DOCUMENT EXTRACT.
........

During the Soviet years, Russian science was touted as one of the greatest successes of the regime. Russian science was considered to be equal, if not superior, to that of the wealthy western nations. The Perversion of Knowledge, a history of Soviet science that focuses on its control by the KGB and the Communist Party, reveals the dark side of this glittering achievement. Based on the author’s firsthand experience as a Soviet scientist, and drawing on extensive Russian language sources not easily available to the Western reader, the book includes shocking new information on biomedical experimentation on humans as well as an examination of the pernicious effects of Trofim Lysenko’s pseudo-biology. Also included are many poignant case histories of those who collaborated and those who managed to resist, focusing on the moral choices and consequences. The text is accompanied by the author’s own translations of key archival materials, making this work an essential resource for all those with a serious interest in Russian history.
Dr. Vadim J. Birstein, a Russian-American who arrived in the United States in 1991, is a historian and molecular geneticist. Born in Moscow and educated at Moscow State University, he received his Doctor of Science in 1987. Until the end of 1998 he was a Senior Research Scientist at the Koltsov Institute of Developmental Biology, Russian Academy of Sciences. He is the author of over 150 scientific papers and three scientific books as well as the well-received history The Perversion of Knowledge: The True Story of Soviet Science (Westview Press, 2001), which has been re-published in paperback twice by Basic Books.

........

Saved data entries
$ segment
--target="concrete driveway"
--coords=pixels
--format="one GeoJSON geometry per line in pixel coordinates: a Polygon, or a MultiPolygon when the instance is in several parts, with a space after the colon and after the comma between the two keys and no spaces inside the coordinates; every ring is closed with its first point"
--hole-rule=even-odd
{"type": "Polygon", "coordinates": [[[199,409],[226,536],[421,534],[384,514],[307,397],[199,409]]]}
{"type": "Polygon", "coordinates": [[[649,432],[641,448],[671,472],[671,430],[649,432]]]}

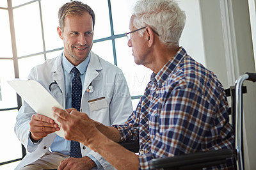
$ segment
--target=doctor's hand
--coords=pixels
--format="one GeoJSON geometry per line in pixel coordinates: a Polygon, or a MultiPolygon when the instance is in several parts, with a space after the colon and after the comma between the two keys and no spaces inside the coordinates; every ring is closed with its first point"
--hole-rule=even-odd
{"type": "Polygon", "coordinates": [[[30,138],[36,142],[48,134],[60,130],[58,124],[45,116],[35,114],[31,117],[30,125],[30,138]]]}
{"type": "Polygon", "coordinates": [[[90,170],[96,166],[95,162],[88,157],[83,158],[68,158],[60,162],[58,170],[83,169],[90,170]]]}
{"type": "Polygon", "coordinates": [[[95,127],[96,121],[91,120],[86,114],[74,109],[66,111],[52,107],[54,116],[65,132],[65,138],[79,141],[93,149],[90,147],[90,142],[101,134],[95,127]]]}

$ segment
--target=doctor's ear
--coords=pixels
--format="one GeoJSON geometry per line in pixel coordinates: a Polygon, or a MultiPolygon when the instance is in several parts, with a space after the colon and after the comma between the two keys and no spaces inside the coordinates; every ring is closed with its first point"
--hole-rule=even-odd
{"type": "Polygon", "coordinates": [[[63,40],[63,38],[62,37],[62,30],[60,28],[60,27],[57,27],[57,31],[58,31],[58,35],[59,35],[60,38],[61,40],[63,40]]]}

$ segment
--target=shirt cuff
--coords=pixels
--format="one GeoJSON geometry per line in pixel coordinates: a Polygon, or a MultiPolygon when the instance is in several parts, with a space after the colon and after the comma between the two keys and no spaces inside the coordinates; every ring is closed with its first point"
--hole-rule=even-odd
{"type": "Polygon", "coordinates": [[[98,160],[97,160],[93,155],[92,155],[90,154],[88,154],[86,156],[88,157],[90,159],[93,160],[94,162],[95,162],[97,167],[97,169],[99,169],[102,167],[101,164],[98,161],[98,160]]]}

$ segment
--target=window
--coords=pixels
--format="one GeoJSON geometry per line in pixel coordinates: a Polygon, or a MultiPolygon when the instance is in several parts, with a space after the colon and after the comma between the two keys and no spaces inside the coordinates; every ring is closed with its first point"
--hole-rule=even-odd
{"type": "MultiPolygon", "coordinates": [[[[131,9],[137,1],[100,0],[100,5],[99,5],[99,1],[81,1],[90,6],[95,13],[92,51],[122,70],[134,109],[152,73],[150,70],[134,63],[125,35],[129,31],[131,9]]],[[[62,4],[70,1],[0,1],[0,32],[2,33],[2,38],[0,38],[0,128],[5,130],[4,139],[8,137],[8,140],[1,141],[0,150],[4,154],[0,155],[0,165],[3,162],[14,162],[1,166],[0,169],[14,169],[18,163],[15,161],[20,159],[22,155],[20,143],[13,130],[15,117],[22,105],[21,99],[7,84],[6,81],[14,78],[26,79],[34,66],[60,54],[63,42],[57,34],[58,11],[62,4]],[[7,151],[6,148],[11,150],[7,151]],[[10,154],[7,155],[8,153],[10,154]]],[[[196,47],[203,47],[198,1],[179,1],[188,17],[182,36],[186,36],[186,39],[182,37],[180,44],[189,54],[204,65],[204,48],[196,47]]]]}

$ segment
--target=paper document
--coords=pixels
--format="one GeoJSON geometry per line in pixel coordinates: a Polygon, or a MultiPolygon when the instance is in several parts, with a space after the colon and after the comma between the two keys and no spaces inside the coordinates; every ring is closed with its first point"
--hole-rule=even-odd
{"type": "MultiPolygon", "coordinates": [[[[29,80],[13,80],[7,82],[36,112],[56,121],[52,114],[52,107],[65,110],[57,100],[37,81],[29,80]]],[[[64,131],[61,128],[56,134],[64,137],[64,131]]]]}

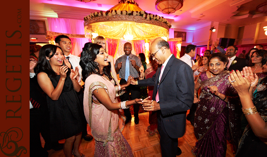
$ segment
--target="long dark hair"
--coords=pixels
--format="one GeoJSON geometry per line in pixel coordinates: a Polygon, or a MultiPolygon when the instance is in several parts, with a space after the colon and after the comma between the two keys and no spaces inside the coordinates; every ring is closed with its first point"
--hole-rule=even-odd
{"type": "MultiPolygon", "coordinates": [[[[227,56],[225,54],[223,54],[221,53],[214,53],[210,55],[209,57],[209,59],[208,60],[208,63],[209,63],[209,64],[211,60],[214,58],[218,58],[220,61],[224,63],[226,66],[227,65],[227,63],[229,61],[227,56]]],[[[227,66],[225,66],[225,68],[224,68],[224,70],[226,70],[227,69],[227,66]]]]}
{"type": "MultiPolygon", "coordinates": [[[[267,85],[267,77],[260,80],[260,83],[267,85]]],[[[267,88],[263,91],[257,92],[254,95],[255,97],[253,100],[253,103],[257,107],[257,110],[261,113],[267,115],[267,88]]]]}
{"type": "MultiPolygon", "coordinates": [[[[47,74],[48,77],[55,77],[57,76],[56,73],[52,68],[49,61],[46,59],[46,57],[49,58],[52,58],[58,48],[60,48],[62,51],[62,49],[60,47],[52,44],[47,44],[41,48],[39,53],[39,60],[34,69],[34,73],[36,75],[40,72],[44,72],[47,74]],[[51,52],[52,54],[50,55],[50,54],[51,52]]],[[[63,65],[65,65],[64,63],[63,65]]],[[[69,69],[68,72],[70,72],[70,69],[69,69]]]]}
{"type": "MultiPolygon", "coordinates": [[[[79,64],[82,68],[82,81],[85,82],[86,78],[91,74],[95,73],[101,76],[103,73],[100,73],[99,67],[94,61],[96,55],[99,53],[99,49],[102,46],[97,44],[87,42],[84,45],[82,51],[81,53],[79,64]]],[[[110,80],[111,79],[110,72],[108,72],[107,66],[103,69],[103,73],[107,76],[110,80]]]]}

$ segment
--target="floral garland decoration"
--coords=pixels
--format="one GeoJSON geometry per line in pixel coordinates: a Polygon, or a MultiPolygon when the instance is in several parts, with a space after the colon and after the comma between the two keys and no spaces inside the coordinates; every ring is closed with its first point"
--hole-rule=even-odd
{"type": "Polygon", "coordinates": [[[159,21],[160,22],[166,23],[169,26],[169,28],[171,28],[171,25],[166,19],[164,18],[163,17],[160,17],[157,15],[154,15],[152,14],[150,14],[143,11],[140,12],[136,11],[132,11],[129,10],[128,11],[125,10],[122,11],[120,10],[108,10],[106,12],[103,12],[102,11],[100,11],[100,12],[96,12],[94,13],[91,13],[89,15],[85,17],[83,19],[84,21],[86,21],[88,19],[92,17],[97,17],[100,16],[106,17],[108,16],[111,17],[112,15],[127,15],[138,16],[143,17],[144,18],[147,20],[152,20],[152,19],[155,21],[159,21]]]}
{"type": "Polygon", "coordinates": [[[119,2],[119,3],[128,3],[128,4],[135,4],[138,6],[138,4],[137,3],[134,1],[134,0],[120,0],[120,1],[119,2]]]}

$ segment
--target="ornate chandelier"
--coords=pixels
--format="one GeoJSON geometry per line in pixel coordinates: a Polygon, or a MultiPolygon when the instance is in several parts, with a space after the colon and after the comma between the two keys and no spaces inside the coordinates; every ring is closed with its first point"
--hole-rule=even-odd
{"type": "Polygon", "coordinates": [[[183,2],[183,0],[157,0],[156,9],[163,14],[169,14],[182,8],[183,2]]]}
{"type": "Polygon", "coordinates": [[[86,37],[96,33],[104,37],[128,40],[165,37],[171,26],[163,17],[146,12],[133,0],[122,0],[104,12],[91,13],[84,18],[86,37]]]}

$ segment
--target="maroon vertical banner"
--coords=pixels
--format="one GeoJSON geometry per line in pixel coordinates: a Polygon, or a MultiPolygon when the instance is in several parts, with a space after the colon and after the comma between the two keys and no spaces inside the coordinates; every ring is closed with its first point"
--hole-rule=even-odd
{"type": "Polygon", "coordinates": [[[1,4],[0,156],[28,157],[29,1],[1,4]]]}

........

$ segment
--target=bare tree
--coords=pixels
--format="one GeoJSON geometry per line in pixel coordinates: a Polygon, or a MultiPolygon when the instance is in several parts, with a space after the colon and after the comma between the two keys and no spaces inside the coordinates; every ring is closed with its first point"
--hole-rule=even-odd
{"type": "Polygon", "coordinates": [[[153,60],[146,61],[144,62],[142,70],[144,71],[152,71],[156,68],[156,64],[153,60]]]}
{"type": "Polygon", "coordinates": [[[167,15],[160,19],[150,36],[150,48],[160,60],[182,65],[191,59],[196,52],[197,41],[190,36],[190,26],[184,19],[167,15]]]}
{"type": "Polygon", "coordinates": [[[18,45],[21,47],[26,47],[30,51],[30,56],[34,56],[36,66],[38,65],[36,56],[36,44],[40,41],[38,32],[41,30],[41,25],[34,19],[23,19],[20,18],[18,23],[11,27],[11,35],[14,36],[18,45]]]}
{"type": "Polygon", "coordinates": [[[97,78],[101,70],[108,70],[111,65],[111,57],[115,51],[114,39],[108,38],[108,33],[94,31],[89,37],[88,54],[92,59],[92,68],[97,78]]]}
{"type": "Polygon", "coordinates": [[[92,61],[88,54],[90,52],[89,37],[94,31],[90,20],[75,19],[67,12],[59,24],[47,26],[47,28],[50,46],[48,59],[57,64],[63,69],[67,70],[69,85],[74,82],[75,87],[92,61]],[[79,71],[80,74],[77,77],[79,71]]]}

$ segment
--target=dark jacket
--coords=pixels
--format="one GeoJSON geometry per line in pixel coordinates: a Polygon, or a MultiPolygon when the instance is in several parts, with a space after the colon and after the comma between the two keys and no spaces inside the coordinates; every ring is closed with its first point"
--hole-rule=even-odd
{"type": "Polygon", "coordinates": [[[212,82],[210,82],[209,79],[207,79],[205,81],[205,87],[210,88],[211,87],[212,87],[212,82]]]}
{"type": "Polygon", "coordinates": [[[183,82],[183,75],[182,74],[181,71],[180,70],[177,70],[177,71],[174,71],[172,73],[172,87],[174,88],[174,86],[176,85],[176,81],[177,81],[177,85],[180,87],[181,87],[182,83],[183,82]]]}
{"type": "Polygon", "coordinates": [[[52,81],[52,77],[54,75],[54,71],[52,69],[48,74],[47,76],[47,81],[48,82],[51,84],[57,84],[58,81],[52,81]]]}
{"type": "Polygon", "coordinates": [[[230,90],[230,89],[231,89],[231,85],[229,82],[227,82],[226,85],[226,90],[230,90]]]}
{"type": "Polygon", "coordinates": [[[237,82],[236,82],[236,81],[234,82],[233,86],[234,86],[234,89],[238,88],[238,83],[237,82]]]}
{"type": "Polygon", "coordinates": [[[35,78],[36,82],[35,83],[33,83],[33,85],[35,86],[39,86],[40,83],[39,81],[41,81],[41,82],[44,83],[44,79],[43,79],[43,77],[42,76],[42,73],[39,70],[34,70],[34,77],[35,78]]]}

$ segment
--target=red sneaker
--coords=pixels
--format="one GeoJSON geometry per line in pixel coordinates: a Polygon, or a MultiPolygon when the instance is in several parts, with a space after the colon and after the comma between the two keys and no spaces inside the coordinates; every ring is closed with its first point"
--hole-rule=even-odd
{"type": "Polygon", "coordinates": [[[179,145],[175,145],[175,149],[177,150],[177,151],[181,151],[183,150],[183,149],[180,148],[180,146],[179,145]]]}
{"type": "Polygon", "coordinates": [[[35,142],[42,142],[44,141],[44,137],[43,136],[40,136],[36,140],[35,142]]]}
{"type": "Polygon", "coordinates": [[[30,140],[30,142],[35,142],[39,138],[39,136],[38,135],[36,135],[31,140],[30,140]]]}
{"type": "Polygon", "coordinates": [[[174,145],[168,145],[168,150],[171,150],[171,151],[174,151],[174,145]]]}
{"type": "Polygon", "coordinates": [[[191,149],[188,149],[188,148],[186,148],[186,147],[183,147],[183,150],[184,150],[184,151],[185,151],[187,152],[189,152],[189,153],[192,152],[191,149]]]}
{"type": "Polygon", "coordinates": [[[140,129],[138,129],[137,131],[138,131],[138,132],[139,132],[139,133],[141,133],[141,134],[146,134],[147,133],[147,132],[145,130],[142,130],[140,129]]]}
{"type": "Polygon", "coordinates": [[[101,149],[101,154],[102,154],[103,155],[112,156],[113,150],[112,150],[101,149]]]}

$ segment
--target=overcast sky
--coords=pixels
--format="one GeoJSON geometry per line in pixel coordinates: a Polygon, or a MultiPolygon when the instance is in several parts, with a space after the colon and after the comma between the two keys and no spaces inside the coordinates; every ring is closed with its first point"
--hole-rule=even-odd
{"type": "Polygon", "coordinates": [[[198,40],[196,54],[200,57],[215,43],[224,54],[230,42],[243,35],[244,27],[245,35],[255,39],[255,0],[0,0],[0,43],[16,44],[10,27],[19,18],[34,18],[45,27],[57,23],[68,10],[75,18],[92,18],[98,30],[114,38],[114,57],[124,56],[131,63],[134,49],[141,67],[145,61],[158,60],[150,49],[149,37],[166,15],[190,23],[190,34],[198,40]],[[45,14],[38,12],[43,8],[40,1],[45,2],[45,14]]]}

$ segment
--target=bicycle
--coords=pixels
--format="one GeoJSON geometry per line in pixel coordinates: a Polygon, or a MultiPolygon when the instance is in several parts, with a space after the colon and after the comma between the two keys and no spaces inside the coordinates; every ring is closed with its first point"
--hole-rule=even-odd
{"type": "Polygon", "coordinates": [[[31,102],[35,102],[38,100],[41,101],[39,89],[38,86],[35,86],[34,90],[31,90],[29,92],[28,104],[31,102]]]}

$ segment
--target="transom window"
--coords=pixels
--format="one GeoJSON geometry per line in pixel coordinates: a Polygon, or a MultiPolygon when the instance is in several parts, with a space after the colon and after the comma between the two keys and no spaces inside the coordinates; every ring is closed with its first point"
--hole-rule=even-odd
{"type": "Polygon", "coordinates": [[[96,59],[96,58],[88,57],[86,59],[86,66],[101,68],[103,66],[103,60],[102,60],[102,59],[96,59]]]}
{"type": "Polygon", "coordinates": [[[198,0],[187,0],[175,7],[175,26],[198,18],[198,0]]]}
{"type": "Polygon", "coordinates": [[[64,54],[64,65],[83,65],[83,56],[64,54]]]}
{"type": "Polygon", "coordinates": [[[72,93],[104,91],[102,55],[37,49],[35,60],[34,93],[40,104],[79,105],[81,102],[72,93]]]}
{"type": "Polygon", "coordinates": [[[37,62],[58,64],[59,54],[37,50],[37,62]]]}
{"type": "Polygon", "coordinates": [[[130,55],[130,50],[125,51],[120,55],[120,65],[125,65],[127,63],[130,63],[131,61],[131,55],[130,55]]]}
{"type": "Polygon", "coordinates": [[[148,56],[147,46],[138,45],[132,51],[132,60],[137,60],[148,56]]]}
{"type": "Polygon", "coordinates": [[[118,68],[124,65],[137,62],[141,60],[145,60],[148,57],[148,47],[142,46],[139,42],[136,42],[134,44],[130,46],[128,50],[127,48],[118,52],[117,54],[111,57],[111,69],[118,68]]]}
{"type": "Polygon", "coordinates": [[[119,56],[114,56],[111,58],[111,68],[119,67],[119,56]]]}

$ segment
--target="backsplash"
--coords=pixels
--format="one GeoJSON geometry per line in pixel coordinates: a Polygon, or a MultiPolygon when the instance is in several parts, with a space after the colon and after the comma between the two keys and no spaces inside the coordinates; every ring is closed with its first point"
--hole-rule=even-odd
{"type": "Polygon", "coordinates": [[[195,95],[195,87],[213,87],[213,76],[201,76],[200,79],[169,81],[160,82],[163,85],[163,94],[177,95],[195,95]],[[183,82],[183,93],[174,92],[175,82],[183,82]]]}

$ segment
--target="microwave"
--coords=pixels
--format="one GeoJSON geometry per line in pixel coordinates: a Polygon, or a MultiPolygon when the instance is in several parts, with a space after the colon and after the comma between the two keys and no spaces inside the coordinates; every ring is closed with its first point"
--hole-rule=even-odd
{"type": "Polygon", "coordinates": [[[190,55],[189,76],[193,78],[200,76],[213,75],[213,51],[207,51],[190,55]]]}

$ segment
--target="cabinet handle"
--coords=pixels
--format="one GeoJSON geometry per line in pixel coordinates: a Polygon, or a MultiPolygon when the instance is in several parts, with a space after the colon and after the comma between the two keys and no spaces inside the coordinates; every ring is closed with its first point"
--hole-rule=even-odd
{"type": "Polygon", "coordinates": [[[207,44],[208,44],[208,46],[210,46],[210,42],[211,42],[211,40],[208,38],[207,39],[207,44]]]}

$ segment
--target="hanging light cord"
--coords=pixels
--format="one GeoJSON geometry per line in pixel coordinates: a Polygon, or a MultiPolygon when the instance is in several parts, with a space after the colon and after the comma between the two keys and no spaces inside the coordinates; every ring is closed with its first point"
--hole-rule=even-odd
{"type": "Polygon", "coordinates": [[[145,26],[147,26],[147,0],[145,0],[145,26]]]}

........

WORK ORDER A. From the description of The Perversion of Knowledge, list each thing the book is said to include or to be accompanied by.
WORK ORDER B. According to the description of The Perversion of Knowledge, in what year did Vadim J. Birstein receive his Doctor of Science?
WORK ORDER C. Carry the description of The Perversion of Knowledge forward from its final sentence.

ANSWER BOX A.
- Shocking new information on biomedical experimentation on humans
- An examination of the pernicious effects of Trofim Lysenko's pseudo-biology
- Many poignant case histories of those who collaborated and those who managed to resist
- The author's own translations of key archival materials

ANSWER BOX B. 1987

ANSWER BOX C.
While still the Soviet Union, Dr. Birstein became a human rights activist and an expert on the subject of foreign prisoners in the Gulag, the fate of the Swedish Diplomat Raoul Wallenberg and Soviet doctors' experimentation on humans. In 1990-91, he was a member of the International Commission on Raoul Wallenberg and participated in the Commission's study of prisoner cards in Vladimir Prison and materials at the secret Special Archive in Moscow.
In 1991, he was a Visiting Scholar at the W. Averell Harriman Institute for the Advanced Study of the Soviet Union. He has given seminars at Princeton, Harvard, and Washington (St. Louis) Universities and appeared in the documentary Poisons-Discover Magazine produced in 1997 by Powderhouse Productions, Inc. (Somerville, MA).
For the last ten years, Dr. Birstein has focused on researching and writing his ground-breaking history of SMERSH, which will be continued in a second volume focusing on the final years of SMERSH's chief Viktor Abakumov, when he was head of the forerunner of the infamous KGB, the MGB.